■ Data records ■
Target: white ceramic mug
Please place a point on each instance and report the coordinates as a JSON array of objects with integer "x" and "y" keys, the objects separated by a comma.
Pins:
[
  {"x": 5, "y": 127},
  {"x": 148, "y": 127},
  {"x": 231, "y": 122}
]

■ The problem ■
Set down every entry again, exactly as written.

■ Result ■
Target: white ceramic mug
Please place a point on each instance and report the coordinates as a JSON array of objects with integer "x" and "y" keys, the objects separated by a comma.
Pins:
[
  {"x": 5, "y": 127},
  {"x": 148, "y": 127},
  {"x": 231, "y": 122}
]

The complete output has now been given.